> **What is expected**
Reproduce verbatim the lines of the items below, from the line with "on the blurred" to the line with "Target: white sock", including both of those lines.

----------

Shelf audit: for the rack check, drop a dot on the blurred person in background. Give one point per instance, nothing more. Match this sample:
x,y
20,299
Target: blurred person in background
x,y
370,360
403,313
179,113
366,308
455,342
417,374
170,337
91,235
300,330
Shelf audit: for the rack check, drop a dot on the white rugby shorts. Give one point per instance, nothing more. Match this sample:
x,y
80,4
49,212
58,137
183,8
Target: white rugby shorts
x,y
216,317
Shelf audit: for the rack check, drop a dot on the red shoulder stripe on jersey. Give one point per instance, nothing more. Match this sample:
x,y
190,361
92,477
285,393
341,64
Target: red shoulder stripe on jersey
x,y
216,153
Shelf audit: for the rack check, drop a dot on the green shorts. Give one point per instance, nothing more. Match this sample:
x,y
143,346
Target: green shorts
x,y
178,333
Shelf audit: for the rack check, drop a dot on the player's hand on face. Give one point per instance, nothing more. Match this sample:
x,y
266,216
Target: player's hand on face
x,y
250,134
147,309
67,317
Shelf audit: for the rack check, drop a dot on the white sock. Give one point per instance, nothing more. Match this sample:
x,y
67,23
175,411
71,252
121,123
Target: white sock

----------

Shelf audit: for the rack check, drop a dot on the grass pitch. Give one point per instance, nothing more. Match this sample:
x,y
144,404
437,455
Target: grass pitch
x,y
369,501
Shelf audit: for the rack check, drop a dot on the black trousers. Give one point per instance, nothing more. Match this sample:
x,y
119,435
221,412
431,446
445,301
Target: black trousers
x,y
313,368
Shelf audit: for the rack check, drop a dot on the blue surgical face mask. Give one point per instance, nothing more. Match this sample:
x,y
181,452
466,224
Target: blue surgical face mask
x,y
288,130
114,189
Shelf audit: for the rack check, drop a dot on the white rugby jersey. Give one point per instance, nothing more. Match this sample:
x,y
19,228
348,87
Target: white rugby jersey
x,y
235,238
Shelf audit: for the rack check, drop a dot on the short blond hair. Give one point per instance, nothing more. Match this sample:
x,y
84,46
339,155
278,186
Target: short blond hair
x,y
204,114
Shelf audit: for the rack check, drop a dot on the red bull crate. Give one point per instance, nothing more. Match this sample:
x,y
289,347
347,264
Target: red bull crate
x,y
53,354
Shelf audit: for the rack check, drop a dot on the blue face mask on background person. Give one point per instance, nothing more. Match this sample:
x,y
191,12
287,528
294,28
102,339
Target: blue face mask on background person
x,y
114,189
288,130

----------

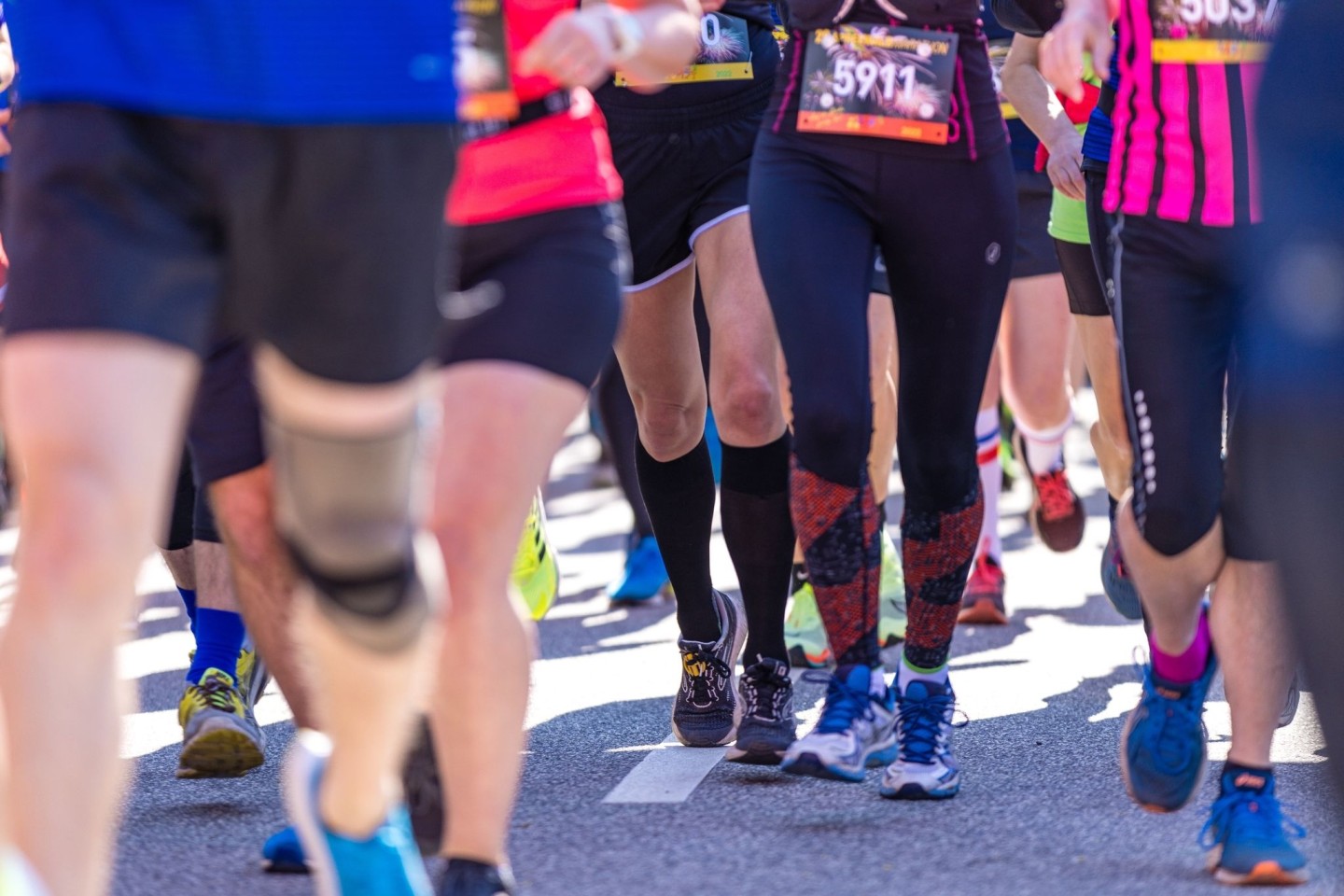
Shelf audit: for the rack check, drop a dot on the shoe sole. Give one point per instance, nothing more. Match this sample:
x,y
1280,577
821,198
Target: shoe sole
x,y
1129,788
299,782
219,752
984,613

----------

> **Answer to the task**
Shelf audit: for the rack check, drop a dot on the blurred person in background. Give one point per instance, nothing more. Match this sample:
x,y
20,299
Target: blurred person in background
x,y
370,360
403,313
179,113
366,308
455,342
417,374
170,337
91,235
300,330
Shelf audit: for the rack check, drop a dot on the white rugby shorts. Give one point per instance, nothing more. Match this sample:
x,y
80,4
49,212
58,137
183,8
Target: white rugby shorts
x,y
216,317
Shelf audit: for the rack check, drop a dot on the red shoulder stripe on jersey. Give one point per instance, nothing more. Match this sample:
x,y
190,361
92,477
285,393
341,64
Target: red shoulder stripe on jersey
x,y
216,153
Shelf audit: for the rack check, drop a dot on the green shorts. Give one point per instance, nothing more. Match this sample:
x,y
143,346
Target: green shorts
x,y
178,333
Shelf audit: for the rack check, drop a dot on the player's hand on face. Give one point per instance, nothing more. Match this sample:
x,y
266,216
Target: player's hand on face
x,y
250,134
147,309
67,317
Shelf audit: for the rack check, drop a dot on the white sock. Give one point per instance, nothing more. Match this sample:
x,y
67,23
175,411
71,252
121,123
Target: white sock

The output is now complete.